An exact transcription of every entry is required. Images are not part of it.

________________

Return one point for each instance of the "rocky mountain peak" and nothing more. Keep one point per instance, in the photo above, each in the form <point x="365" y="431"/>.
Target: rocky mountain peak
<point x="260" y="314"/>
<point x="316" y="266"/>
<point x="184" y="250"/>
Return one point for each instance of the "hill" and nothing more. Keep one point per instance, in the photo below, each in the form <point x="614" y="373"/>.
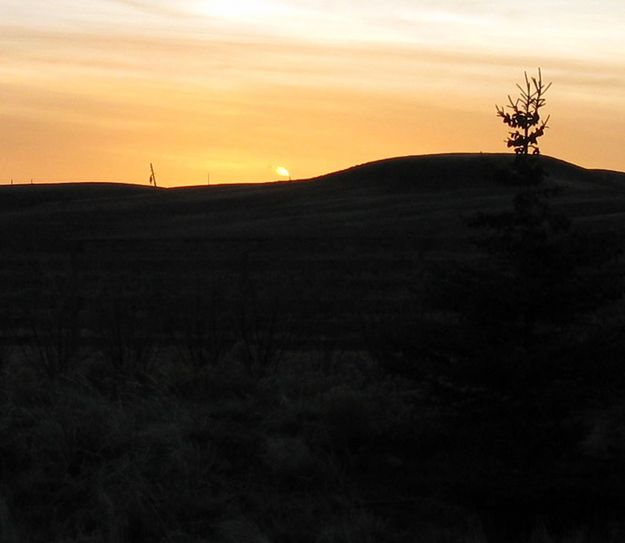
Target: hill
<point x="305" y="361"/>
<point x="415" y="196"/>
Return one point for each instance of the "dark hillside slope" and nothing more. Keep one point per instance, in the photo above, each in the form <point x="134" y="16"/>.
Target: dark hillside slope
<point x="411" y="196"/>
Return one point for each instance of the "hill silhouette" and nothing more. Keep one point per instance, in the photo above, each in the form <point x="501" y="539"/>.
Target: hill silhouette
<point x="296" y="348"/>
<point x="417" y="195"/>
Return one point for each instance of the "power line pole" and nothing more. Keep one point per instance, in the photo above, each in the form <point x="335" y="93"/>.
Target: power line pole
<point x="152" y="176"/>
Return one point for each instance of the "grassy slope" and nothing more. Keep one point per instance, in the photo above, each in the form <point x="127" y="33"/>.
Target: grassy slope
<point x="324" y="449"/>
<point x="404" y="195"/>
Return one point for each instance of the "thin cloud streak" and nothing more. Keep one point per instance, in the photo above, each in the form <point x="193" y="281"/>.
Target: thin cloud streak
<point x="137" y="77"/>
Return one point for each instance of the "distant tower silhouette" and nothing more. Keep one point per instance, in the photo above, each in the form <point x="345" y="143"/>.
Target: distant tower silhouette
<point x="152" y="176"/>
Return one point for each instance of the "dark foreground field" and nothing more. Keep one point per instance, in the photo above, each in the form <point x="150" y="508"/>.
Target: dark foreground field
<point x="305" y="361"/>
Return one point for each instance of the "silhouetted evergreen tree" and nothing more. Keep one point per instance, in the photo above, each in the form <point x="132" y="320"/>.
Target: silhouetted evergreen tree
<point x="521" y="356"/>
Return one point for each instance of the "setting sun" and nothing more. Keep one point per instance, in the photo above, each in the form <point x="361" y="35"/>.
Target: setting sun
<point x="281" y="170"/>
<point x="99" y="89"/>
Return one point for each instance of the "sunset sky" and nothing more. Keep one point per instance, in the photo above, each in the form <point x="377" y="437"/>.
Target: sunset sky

________________

- _Response_:
Return one point for each instance of the "rocky mountain peak" and nothing more. Keep one point per instance, in the photo above, each in the form <point x="365" y="431"/>.
Target: rocky mountain peak
<point x="260" y="314"/>
<point x="316" y="266"/>
<point x="184" y="250"/>
Return one point for each instance of the "hill" and nothing more. Keep one point per instance, in the photo below, each in the form <point x="614" y="373"/>.
Target: hill
<point x="305" y="361"/>
<point x="415" y="196"/>
Return one point for each instance of the "dark hillside slope" and nothing more. Keep one point per instance, in the photo above, each in the form <point x="134" y="16"/>.
Target: dark hillside slope
<point x="411" y="196"/>
Return one point for each instance of the "hill silhouette" and nothing more. Keep one point per instance, in the photo above, each in the form <point x="501" y="539"/>.
Target: hill silhouette
<point x="296" y="348"/>
<point x="417" y="195"/>
Return one point for each instance of the "power line pole" and nothing more. Keep one point per instance, in the photo above, each in the form <point x="335" y="93"/>.
Target: power line pole
<point x="152" y="176"/>
Return one point for each instance of the "grassy slope" and nothing more. Keep one point per instance, in the photo above, each in the form <point x="127" y="33"/>.
Target: grassy slope
<point x="324" y="449"/>
<point x="404" y="195"/>
Return one point for each instance of the "thin cloud streak" and nothing more. Keep one point per instance, in the photo above, each in the form <point x="193" y="281"/>.
Target: thin cloud streak
<point x="137" y="77"/>
Return one point for each instance of the "distant tower silhouette" and nothing more. Keep one point per instance, in the photo above, each in the form <point x="345" y="143"/>.
Target: distant tower silhouette
<point x="152" y="176"/>
Return one point for each instance of the "dark foreground field" and nothing more. Keep one point per instance, in the photo above, each in the form <point x="150" y="508"/>.
Target: dark foreground field
<point x="305" y="361"/>
Return one point for each instance of the "silhouetted evergreen tree" and nothing more. Keep one point per instance, in the photo above, each in the form <point x="132" y="320"/>.
Target: silhouetted evergreen tree
<point x="521" y="356"/>
Return one point for each instance of the "setting sun" and nothing more. Keep one point per instance, in the photo above, each in the form <point x="361" y="35"/>.
Target: setting sun
<point x="281" y="170"/>
<point x="99" y="89"/>
Return one point for each instance of the "sunset sky" and nothing more. Keep one point per instance, in the photo above, each in the form <point x="377" y="437"/>.
Target: sunset sky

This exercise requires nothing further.